- _TASK DATA_:
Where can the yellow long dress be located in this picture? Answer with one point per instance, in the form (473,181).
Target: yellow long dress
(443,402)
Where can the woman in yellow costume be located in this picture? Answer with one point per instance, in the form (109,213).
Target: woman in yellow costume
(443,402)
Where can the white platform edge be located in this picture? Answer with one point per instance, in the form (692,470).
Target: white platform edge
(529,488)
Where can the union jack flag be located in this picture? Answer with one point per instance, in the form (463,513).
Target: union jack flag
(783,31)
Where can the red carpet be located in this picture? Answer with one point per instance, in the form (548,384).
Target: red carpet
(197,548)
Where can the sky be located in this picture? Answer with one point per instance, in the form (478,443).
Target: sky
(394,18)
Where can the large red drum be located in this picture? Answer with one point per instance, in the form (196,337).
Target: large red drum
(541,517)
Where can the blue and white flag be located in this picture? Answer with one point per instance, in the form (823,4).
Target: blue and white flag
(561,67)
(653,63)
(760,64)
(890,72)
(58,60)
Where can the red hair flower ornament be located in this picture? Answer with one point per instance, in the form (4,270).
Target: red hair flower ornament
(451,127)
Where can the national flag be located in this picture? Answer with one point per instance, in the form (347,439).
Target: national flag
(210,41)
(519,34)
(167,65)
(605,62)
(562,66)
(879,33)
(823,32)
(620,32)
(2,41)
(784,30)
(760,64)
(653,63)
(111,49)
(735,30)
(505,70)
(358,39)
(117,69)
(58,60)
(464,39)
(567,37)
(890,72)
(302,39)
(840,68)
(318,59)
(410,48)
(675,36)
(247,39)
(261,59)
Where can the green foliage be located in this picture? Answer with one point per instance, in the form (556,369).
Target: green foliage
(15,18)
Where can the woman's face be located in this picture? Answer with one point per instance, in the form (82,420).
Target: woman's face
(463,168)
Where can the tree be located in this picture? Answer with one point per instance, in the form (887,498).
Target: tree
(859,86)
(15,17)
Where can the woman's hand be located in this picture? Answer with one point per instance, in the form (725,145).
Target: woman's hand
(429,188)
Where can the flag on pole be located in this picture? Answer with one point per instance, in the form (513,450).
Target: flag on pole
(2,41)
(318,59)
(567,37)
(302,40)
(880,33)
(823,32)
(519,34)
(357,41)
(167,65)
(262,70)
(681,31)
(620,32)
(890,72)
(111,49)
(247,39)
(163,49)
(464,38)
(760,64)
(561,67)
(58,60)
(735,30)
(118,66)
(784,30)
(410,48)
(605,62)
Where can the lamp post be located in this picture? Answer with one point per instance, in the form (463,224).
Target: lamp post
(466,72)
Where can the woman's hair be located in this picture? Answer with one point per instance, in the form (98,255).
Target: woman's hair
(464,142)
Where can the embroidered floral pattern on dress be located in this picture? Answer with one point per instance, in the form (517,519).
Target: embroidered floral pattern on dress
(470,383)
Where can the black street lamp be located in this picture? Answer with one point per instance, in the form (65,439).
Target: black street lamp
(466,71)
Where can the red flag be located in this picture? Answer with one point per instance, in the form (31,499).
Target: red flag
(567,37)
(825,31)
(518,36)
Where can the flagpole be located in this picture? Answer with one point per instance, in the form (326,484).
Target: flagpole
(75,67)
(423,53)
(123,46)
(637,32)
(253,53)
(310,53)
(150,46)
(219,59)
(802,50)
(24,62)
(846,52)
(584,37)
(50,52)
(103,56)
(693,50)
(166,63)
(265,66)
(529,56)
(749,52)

- _EXERCISE REQUIREMENTS_: Everything from the line with "Where can the embroidered" down to the final line above is to be retyped exactly. Leave the earlier lines out.

- _SOLUTION TO THIS EXERCISE_:
Where can the embroidered floral pattern on dress be located in this picture? Answer with one point per instance, in the form (517,519).
Target: embroidered floral pattern on dress
(470,383)
Where can the black street lamp be located in this picture? Answer with one point per instance, in the form (65,439).
Target: black street lamp
(466,71)
Where can the red flag be located in this picture? Answer with one point per instance, in the form (31,499).
Target: red flag
(567,37)
(825,31)
(518,36)
Where can the flagpole be located in this picture? Answer with one point per instance, in the form (326,484).
Target: flagpole
(75,67)
(423,53)
(123,46)
(637,32)
(253,53)
(310,53)
(150,46)
(219,59)
(802,50)
(24,62)
(846,52)
(584,37)
(50,52)
(103,56)
(693,50)
(166,63)
(265,66)
(529,56)
(749,52)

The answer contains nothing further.